• 本文:
長文2題で合わせて7500字ほどと、2023年の11000字からは大幅に文量が減った。試験全体としての難易度に大きな変化はないので、今後の文量の増減が注目される。
だが、総解答数37問で選択肢も五択であり、全体のボリュームは大きい。スピードは必要とされるので、過去問を多くこなして速さを身につけたい。
【大問一】漢字の読み
- 難度:標準
- 時間配分:2分
- ★必答問題
1. じちょう 2. ふっけん 3. ふんぱつ 4. ひけん 5. いさぎよ(し)
【大問二】漢字の書き取り
- 難度:標準
- 時間配分:2分
- ★必答問題
1. 均整 2. 善処 3. 刷新 4. 展望 5. 蒸(し)

• 作業課題:
1 > 本文の【大問二】に挙げられている書き取りの答えをすべて書き出してください。
2 > 本文の「長文2題で合わせて7500字」から始まり「4. 展望 5. 蒸(し)」までの部分を、「過去問」を「過去の入試問題」に置き換えて書き直してください。
3 > 本文によると、総解答数は何問ですか。
このあとのエントリーは本文とは関係がありません。

• 提供データ:
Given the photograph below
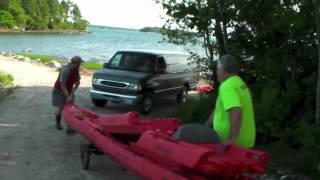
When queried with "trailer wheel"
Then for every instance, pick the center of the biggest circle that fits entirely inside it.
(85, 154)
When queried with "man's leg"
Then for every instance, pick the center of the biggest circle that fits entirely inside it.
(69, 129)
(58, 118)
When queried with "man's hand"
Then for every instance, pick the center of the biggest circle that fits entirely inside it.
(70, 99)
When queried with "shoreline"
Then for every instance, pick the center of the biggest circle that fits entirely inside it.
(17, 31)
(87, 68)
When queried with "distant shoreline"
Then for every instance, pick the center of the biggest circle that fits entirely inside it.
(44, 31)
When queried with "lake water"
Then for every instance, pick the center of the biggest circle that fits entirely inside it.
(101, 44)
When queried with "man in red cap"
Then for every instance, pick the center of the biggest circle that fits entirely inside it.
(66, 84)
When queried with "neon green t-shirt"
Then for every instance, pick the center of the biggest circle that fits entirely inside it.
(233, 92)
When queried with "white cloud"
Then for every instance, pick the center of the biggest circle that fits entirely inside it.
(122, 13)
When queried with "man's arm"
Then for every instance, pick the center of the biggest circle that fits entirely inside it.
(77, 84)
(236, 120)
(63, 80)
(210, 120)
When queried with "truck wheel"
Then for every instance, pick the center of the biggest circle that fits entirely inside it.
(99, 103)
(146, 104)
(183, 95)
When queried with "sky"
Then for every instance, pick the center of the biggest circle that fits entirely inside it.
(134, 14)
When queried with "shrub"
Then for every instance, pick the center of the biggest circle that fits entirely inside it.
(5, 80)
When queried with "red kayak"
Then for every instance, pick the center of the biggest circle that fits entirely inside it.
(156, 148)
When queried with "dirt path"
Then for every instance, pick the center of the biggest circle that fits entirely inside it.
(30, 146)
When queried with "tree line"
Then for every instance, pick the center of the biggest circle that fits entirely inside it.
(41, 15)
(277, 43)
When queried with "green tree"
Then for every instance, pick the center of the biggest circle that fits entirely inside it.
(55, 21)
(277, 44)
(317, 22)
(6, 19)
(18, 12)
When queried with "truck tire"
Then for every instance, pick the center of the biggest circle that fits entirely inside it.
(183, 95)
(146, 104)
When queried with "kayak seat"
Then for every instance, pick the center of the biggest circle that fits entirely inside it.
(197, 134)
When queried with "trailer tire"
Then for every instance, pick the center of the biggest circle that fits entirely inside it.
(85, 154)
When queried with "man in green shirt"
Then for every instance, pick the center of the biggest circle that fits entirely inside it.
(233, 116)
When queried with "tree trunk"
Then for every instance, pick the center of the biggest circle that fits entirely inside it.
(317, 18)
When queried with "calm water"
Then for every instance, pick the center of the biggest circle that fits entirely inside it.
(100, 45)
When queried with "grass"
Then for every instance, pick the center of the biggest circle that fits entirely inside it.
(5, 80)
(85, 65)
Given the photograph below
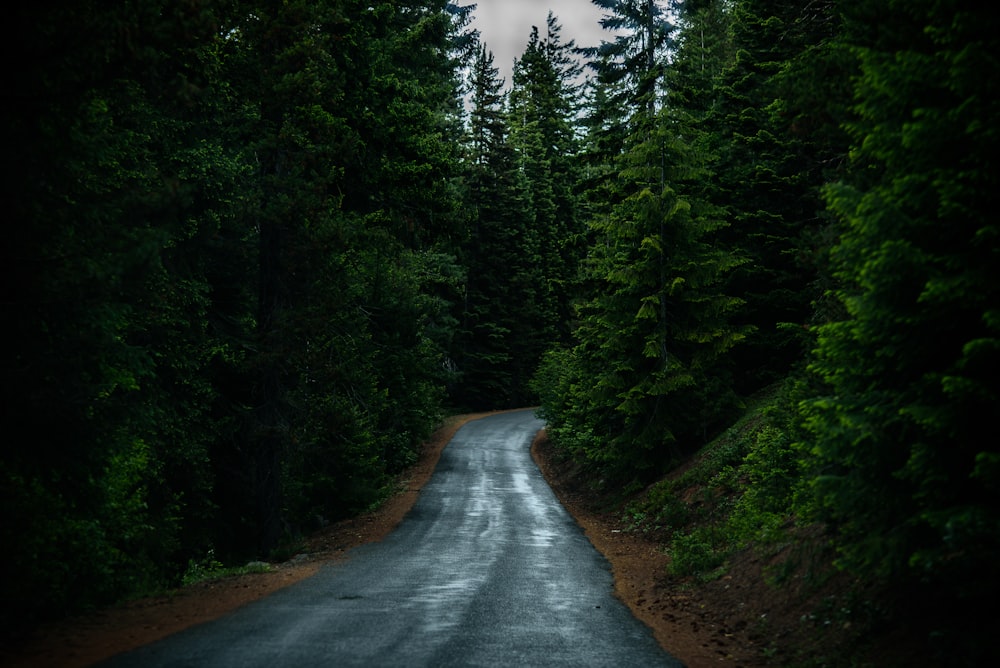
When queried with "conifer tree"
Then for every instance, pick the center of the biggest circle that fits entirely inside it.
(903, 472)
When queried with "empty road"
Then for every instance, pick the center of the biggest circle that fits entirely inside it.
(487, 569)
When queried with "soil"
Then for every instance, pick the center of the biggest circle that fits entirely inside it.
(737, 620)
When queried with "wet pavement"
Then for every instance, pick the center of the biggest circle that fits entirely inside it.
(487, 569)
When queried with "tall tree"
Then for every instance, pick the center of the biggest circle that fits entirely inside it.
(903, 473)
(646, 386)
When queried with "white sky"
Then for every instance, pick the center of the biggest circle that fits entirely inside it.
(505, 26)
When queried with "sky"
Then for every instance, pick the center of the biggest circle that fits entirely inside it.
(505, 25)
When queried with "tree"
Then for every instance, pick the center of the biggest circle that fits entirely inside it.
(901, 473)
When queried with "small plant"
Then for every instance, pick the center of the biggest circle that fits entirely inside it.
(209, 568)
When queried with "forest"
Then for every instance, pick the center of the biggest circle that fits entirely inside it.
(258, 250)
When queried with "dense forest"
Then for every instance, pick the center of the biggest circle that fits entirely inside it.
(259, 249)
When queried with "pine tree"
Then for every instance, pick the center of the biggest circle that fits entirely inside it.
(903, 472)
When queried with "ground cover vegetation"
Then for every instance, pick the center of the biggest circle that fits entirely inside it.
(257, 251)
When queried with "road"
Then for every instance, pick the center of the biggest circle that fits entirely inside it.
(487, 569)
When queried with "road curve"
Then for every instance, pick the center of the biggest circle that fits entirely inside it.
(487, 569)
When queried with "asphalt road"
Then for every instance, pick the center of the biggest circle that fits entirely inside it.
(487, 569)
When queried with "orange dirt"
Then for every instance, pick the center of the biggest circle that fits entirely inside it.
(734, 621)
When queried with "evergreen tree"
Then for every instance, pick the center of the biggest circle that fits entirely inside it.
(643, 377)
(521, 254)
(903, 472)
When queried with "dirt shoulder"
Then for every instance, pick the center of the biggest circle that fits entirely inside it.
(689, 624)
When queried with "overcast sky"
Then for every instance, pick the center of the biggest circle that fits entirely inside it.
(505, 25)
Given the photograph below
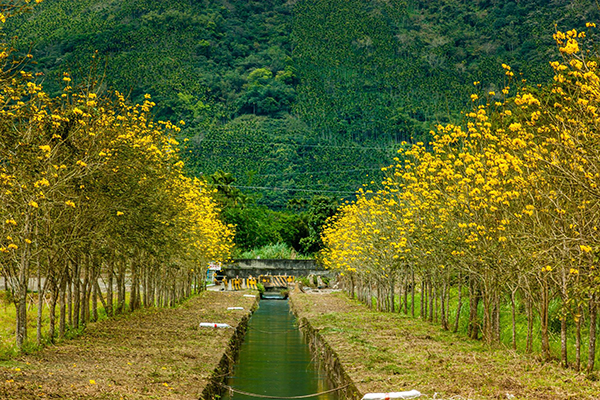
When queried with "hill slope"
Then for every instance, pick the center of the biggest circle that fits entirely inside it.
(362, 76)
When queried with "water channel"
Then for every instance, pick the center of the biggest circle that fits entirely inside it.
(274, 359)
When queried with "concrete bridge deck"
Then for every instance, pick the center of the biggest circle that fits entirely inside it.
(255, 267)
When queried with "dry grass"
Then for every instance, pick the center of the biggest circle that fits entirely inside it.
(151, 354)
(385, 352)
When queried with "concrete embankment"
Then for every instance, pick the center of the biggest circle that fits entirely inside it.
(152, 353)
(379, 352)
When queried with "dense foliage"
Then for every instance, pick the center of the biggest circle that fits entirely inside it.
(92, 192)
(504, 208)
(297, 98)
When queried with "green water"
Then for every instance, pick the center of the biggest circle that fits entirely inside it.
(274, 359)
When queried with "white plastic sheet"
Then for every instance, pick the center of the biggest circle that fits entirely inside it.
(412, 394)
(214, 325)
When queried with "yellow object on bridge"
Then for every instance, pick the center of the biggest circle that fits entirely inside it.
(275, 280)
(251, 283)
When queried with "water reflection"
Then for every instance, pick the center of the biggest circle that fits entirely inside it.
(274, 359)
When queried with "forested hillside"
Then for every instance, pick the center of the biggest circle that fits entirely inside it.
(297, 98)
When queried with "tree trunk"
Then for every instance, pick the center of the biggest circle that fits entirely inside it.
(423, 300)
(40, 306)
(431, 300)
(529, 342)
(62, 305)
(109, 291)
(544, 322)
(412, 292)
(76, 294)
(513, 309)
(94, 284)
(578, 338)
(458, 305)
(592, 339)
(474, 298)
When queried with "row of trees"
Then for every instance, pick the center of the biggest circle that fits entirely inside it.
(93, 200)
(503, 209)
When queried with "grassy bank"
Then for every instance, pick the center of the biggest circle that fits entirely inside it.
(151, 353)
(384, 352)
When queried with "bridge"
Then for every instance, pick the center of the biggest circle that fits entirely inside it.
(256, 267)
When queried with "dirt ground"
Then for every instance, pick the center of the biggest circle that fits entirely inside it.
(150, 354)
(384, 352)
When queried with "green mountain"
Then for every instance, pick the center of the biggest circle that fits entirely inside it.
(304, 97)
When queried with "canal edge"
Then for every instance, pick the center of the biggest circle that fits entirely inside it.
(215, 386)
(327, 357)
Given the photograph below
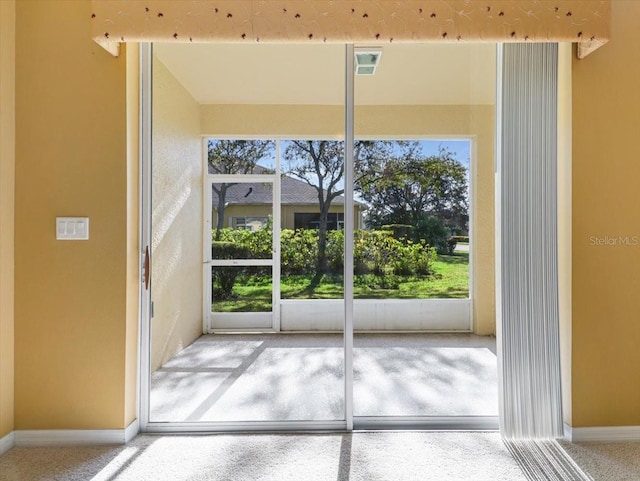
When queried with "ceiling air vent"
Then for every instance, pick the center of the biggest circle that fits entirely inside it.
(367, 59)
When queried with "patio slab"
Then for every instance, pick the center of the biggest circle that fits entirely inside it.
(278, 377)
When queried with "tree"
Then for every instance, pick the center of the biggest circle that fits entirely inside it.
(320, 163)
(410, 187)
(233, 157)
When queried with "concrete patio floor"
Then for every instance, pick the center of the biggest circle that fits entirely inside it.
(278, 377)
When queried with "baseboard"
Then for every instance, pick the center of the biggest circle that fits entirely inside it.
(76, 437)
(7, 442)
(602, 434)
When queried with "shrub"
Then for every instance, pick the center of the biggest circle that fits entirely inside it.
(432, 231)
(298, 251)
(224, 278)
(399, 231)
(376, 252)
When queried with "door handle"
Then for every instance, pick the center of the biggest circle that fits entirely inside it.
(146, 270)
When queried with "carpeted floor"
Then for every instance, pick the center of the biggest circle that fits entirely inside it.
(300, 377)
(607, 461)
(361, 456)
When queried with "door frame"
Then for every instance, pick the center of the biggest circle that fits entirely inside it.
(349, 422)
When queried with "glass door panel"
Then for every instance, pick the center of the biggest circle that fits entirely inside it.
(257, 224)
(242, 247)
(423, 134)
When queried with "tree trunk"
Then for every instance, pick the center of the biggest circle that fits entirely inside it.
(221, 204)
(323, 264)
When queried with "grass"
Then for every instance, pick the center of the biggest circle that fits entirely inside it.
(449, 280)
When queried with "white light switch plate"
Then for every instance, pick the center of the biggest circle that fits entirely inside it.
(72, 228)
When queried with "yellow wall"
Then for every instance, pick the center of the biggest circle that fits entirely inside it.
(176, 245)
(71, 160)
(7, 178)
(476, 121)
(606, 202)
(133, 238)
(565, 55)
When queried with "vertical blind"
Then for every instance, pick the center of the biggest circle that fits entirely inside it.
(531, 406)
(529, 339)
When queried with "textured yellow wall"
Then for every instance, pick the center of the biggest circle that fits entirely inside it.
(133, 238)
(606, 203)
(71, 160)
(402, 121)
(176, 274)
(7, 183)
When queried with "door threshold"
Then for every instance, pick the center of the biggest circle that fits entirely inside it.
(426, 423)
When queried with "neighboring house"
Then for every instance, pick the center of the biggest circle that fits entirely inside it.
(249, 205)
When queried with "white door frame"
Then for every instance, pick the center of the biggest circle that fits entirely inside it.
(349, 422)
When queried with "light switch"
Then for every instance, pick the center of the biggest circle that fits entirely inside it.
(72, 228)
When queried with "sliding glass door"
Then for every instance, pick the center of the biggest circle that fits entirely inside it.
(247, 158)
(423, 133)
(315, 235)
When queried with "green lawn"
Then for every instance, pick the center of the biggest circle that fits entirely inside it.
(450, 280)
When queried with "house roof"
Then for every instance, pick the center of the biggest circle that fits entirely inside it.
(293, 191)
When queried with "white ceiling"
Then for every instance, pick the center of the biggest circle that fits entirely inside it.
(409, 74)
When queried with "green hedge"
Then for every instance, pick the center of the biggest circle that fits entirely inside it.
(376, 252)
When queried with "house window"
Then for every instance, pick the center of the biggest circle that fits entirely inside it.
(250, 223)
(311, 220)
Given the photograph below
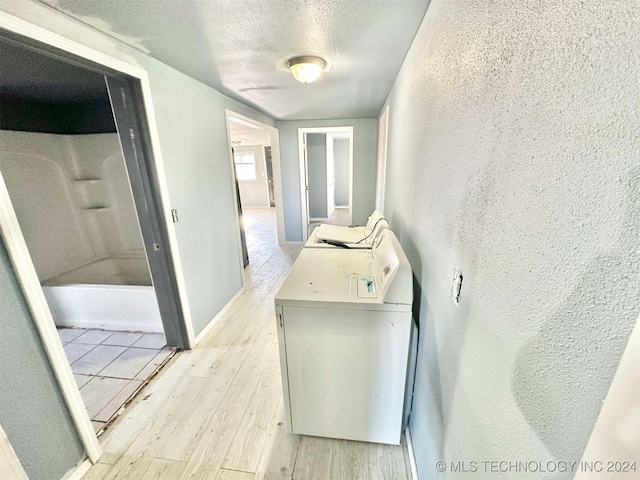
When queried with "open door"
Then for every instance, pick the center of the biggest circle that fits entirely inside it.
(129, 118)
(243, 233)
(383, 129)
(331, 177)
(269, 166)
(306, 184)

• 解答一覧:
1 > 均整、善処、刷新、展望、蒸(し)

2 >
長文2題で合わせて7500字ほどと、2023年の11000字からは大幅に文量が減った。試験全体としての難易度に大きな変化はないので、今後の文量の増減が注目される。
だが、総解答数37問で選択肢も五択であり、全体のボリュームは大きい。スピードは必要とされるので、過去の入試問題を多くこなして速さを身につけたい。
【大問一】漢字の読み
- 難度:標準
- 時間配分:2分
- ★必答問題
1. じちょう 2. ふっけん 3. ふんぱつ 4. ひけん 5. いさぎよ(し)
【大問二】漢字の書き取り
- 難度:標準
- 時間配分:2分
- ★必答問題
1. 均整 2. 善処 3. 刷新 4. 展望 5. 蒸(し)

3 > 37問です。